§ BRANO RIPORTATO
☆ ☆ ☆ ☆ ☆ ☆ ☆
È stato pubblicato il rapporto 2020 sul “Benessere equo e sostenibile” a cura dell’Istat, noto anche come indice Bes. Il report nasce per analizzare in maniera esaustiva il progresso sociale ed economico in Italia, tenendo in considerazione tutta una serie di fattori e di indicatori che misurano l’indice di sviluppo del Paese. Da una lettura approfondita dei dati e degli indicatori utilizzati (in totale 152, così come sancito dal programma Next Generation Ue), emerge subito come la pandemia abbia influito in maniera drammaticamente negativa sulla crescita economica, sociale e culturale nazionale. I numeri elaborati dall’Istat, inseriti e contestualizzati all’interno di dodici macroaree di interesse, non lasciano spazio a nessun’altra interpretazione: le diseguaglianze sono in netto aumento nel 2020 e il prolungarsi della crisi anche per tutto il 2021 non lascia sperare in una ripresa nel breve periodo.
☆ ☆ ☆ ☆ ☆ ☆ ☆
Dati di localizzazione dei punti:
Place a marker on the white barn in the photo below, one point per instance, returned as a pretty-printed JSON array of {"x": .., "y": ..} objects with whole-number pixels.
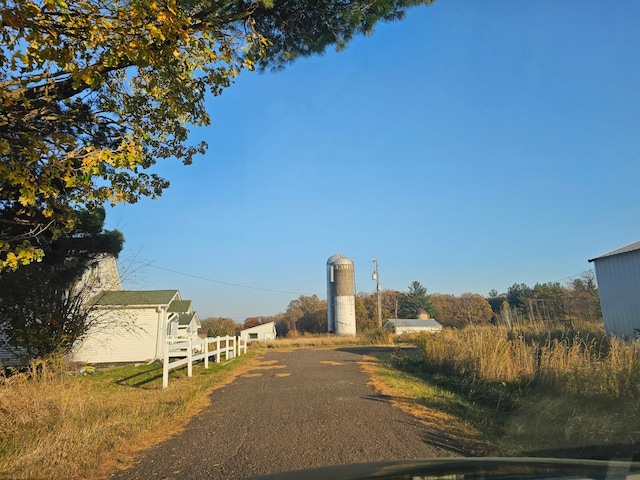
[
  {"x": 413, "y": 325},
  {"x": 133, "y": 326},
  {"x": 618, "y": 278},
  {"x": 259, "y": 333}
]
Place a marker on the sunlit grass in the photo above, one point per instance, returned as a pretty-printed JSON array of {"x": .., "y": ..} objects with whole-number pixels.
[
  {"x": 554, "y": 391},
  {"x": 326, "y": 340}
]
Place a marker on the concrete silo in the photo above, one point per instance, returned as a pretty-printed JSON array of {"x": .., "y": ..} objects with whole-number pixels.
[{"x": 341, "y": 291}]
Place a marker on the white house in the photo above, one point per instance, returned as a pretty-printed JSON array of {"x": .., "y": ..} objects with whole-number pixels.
[
  {"x": 260, "y": 333},
  {"x": 413, "y": 325},
  {"x": 618, "y": 277},
  {"x": 126, "y": 326},
  {"x": 133, "y": 326}
]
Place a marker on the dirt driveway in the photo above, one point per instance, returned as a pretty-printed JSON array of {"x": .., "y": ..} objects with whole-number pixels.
[{"x": 296, "y": 409}]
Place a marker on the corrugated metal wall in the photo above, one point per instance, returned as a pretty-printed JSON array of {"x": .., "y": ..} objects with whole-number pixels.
[{"x": 618, "y": 278}]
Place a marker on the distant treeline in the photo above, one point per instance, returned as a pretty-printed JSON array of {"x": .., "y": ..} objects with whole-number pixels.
[{"x": 544, "y": 302}]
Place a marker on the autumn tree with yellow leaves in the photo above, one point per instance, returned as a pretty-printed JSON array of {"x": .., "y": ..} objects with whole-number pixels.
[{"x": 94, "y": 92}]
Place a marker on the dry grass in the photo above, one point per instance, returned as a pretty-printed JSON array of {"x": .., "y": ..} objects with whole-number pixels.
[
  {"x": 56, "y": 425},
  {"x": 325, "y": 340},
  {"x": 540, "y": 391}
]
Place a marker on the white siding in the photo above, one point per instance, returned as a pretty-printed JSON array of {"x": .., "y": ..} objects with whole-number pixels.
[
  {"x": 260, "y": 333},
  {"x": 619, "y": 288},
  {"x": 126, "y": 335}
]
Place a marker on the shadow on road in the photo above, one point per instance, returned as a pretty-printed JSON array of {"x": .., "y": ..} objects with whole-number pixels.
[{"x": 437, "y": 436}]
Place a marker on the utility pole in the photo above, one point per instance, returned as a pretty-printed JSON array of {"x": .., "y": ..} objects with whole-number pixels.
[{"x": 375, "y": 276}]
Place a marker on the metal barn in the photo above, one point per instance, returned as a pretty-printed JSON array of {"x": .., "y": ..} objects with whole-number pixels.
[{"x": 618, "y": 277}]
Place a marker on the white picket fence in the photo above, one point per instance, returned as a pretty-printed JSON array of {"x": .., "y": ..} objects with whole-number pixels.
[{"x": 190, "y": 350}]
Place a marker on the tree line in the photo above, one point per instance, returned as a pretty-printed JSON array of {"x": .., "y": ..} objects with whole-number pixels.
[{"x": 544, "y": 302}]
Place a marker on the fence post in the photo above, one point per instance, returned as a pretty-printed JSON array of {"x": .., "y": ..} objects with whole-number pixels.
[
  {"x": 165, "y": 366},
  {"x": 189, "y": 358}
]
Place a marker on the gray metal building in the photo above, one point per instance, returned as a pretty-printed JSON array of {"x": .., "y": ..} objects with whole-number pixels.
[{"x": 618, "y": 277}]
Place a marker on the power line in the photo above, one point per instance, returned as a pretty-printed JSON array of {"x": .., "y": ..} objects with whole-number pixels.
[{"x": 238, "y": 285}]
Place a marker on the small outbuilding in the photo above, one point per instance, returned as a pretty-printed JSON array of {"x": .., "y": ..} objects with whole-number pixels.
[
  {"x": 618, "y": 278},
  {"x": 259, "y": 333},
  {"x": 413, "y": 325}
]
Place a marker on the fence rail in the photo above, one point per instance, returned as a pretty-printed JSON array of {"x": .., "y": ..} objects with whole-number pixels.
[{"x": 194, "y": 350}]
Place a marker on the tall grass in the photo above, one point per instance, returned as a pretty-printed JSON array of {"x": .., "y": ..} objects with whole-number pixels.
[
  {"x": 57, "y": 425},
  {"x": 375, "y": 337},
  {"x": 565, "y": 360}
]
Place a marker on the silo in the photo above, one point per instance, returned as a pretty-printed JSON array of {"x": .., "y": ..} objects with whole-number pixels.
[{"x": 341, "y": 290}]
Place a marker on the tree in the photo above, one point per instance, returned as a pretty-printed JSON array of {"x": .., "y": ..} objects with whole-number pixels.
[
  {"x": 517, "y": 295},
  {"x": 415, "y": 300},
  {"x": 476, "y": 309},
  {"x": 44, "y": 306},
  {"x": 307, "y": 313},
  {"x": 94, "y": 92}
]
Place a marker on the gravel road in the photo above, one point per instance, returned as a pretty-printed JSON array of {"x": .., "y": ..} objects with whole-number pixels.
[{"x": 295, "y": 410}]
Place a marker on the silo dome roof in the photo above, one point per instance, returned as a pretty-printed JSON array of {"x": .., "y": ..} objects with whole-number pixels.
[{"x": 339, "y": 259}]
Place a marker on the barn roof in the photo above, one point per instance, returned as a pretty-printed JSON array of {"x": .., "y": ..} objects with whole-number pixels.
[
  {"x": 135, "y": 297},
  {"x": 180, "y": 306},
  {"x": 414, "y": 322},
  {"x": 185, "y": 319},
  {"x": 632, "y": 247}
]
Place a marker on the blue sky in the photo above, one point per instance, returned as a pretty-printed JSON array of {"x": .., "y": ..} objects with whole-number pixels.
[{"x": 470, "y": 146}]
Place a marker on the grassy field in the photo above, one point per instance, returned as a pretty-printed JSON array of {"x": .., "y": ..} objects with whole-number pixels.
[
  {"x": 561, "y": 391},
  {"x": 56, "y": 425}
]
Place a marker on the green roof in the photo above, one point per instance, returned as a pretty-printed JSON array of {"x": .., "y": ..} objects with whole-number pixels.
[
  {"x": 179, "y": 306},
  {"x": 185, "y": 318},
  {"x": 132, "y": 297}
]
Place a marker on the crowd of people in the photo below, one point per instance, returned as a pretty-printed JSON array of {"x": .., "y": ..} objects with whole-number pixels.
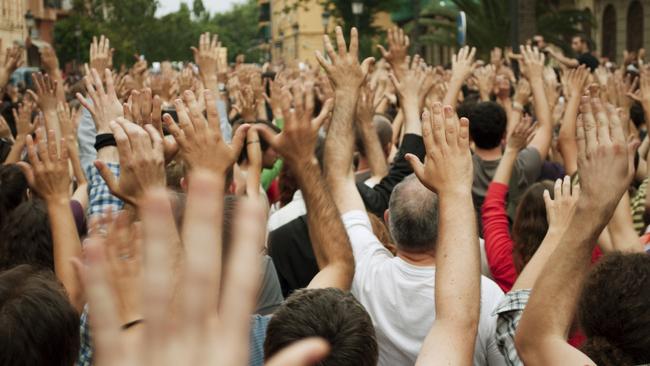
[{"x": 351, "y": 212}]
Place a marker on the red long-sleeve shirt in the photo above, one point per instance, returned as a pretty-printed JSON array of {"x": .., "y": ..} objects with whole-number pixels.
[{"x": 496, "y": 232}]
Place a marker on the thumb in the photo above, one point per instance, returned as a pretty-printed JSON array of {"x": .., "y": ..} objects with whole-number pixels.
[
  {"x": 306, "y": 352},
  {"x": 111, "y": 182},
  {"x": 416, "y": 165},
  {"x": 27, "y": 171}
]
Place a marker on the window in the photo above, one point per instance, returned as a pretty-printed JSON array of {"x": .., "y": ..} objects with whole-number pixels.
[
  {"x": 609, "y": 32},
  {"x": 634, "y": 26}
]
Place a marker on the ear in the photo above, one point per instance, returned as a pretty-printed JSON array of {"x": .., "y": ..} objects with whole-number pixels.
[{"x": 184, "y": 184}]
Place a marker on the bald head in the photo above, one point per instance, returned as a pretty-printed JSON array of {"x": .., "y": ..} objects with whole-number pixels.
[{"x": 413, "y": 216}]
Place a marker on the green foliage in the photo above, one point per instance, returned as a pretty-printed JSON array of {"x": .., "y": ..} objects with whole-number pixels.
[{"x": 132, "y": 28}]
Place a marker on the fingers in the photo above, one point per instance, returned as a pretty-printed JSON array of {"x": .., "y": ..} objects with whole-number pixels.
[
  {"x": 202, "y": 240},
  {"x": 103, "y": 317}
]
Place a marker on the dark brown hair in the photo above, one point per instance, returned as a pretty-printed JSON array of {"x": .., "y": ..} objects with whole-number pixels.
[
  {"x": 613, "y": 310},
  {"x": 530, "y": 224},
  {"x": 332, "y": 314}
]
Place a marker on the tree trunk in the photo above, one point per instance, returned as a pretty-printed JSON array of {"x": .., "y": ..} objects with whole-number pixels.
[{"x": 527, "y": 20}]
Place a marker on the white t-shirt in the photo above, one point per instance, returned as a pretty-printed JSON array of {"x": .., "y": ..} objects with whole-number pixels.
[{"x": 399, "y": 298}]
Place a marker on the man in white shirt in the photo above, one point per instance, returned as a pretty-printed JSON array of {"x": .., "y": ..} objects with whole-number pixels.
[{"x": 396, "y": 291}]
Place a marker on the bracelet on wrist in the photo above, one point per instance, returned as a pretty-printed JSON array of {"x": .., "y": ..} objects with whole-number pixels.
[{"x": 103, "y": 140}]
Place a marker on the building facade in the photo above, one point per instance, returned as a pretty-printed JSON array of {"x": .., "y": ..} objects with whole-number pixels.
[
  {"x": 293, "y": 32},
  {"x": 12, "y": 21},
  {"x": 621, "y": 25}
]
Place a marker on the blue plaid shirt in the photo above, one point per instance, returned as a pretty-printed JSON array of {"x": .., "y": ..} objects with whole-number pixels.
[
  {"x": 100, "y": 197},
  {"x": 509, "y": 311}
]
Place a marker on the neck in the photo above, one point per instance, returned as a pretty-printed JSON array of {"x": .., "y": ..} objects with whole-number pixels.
[
  {"x": 425, "y": 259},
  {"x": 489, "y": 154},
  {"x": 363, "y": 164}
]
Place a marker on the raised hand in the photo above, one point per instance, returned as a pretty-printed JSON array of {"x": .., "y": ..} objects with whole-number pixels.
[
  {"x": 206, "y": 57},
  {"x": 344, "y": 70},
  {"x": 10, "y": 60},
  {"x": 485, "y": 76},
  {"x": 47, "y": 171},
  {"x": 448, "y": 164},
  {"x": 521, "y": 135},
  {"x": 200, "y": 140},
  {"x": 101, "y": 54},
  {"x": 561, "y": 208},
  {"x": 142, "y": 163},
  {"x": 398, "y": 45},
  {"x": 462, "y": 63},
  {"x": 533, "y": 62},
  {"x": 297, "y": 141},
  {"x": 576, "y": 81},
  {"x": 45, "y": 95},
  {"x": 23, "y": 118},
  {"x": 603, "y": 151},
  {"x": 105, "y": 105},
  {"x": 414, "y": 83},
  {"x": 49, "y": 60}
]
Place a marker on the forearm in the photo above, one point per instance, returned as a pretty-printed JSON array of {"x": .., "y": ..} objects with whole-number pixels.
[
  {"x": 504, "y": 170},
  {"x": 567, "y": 141},
  {"x": 621, "y": 228},
  {"x": 458, "y": 265},
  {"x": 373, "y": 148},
  {"x": 514, "y": 116},
  {"x": 451, "y": 98},
  {"x": 558, "y": 286},
  {"x": 544, "y": 132},
  {"x": 339, "y": 147},
  {"x": 328, "y": 236},
  {"x": 66, "y": 246}
]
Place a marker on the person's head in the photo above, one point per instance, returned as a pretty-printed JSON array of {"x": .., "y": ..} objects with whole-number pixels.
☆ ☆ ☆ ☆ ☆ ☆ ☆
§ SUL COMPITO
Per favore, stabilisci se ciascuna affermazione concorda con il brano sul rapporto Bes. Rispondi sì o no e cita testualmente le parole decisive del brano. 1. Il rapporto è curato dall'Istat. 2. Gli indicatori utilizzati sono in totale 152. 3. Nel 2020 le diseguaglianze risultano in calo. Le voci non servono per svolgere il lavoro.

§ RISPOSTA SCRITTA
1. Sì: "a cura dell’Istat".
2. Sì: "in totale 152".
3. No: "le diseguaglianze sono in netto aumento nel 2020".